## WHAT YOU WILL DO:
In the storage documentation, how long can a rebuild take for large arrays after a failed drive is hot-swapped?

----- TEXT SHOWN

Storage dashboard shows:
- Volume utilization trends
- I/O throughput
- RAID rebuild status
- Drive temperatures
- Backup completion status

---

## 🔮 Storage Expansion Plan

### **Current Utilization**

| Host | Used | Total | % Used |
|------|------|-------|--------|
| Atlantis | ~60TB | 96TB | 62% |
| Calypso | ~12TB | 12TB | ~100% |

### **Future Expansion Options**

1. **Atlantis**: Already at max capacity (8 bays)
   - Replace 16TB drives with larger (24TB+) when available
   - Add expansion unit (DX517)

2. **Calypso**: At capacity
   - Replace 12TB drives with 20TB+ drives
   - Consider migration to larger NAS

3. **New NAS**: For cold/archive storage
   - Lower-powered unit for infrequent access
   - RAID 5 acceptable for archive data

---

## 🛠️ Maintenance Tasks

### **Regular Maintenance**

| Task | Frequency | Procedure |
|------|-----------|-----------|
| SMART check | Weekly | Review DSM health |
| Scrub | Monthly | Synology scheduled task |
| Backup verification | Monthly | Test restore of random files |
| Capacity review | Quarterly | Plan for growth |

### **Drive Replacement Procedure**

1. **Identify failed drive** via DSM notification
2. **Order replacement** (same or larger capacity)
3. **Hot-swap** failed drive
4. **Monitor rebuild** (can take 24-48 hours for large arrays)
5. **Verify RAID health** after rebuild completes

---

## 📚 Related Documentation

- **[Host Infrastructure](hosts.md)**: Server specifications
- **[Security Model](security.md)**: Backup encryption details
- **[Network Architecture](networking.md)**: NFS/SMB networking

---

*Storage infrastructure is critical. Regular monitoring and proactive maintenance prevent data loss.*

----------
----- EXTRACTED MATERIAL

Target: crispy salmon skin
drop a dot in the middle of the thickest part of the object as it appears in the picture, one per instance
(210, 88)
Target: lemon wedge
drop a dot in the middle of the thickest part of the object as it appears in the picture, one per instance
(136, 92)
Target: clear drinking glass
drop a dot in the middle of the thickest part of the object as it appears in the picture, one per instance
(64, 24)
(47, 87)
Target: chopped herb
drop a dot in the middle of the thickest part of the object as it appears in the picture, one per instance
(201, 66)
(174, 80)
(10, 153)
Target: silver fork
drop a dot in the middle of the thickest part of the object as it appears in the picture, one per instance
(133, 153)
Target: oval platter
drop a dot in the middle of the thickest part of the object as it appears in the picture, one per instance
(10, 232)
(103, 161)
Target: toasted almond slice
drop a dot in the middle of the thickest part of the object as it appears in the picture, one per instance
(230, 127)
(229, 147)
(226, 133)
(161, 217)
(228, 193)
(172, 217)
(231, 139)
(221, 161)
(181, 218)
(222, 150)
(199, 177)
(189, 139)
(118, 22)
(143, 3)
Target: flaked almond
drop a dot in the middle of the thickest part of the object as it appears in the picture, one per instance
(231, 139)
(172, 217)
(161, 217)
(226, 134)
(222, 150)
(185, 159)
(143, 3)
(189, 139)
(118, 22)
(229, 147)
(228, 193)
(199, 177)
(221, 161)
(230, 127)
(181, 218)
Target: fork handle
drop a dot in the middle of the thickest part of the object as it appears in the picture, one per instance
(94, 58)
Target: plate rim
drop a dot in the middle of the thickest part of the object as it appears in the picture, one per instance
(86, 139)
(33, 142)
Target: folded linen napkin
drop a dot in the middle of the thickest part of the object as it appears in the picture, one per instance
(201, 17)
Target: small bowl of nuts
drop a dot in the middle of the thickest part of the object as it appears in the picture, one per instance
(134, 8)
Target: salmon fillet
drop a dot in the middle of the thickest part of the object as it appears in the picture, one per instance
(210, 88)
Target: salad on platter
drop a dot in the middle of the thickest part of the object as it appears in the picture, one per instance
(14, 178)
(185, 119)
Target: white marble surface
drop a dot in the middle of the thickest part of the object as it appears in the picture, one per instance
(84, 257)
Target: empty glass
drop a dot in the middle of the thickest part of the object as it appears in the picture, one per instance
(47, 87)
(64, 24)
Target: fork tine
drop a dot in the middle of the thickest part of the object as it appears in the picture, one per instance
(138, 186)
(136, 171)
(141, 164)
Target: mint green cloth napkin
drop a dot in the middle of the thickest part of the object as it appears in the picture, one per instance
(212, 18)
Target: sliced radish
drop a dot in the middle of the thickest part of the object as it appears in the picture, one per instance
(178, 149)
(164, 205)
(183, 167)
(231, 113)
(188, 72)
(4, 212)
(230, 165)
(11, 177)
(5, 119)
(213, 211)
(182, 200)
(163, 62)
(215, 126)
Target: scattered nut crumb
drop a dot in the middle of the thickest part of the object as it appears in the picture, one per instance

----------

## WRITTEN RESPONSE:
It can take 24 to 48 hours.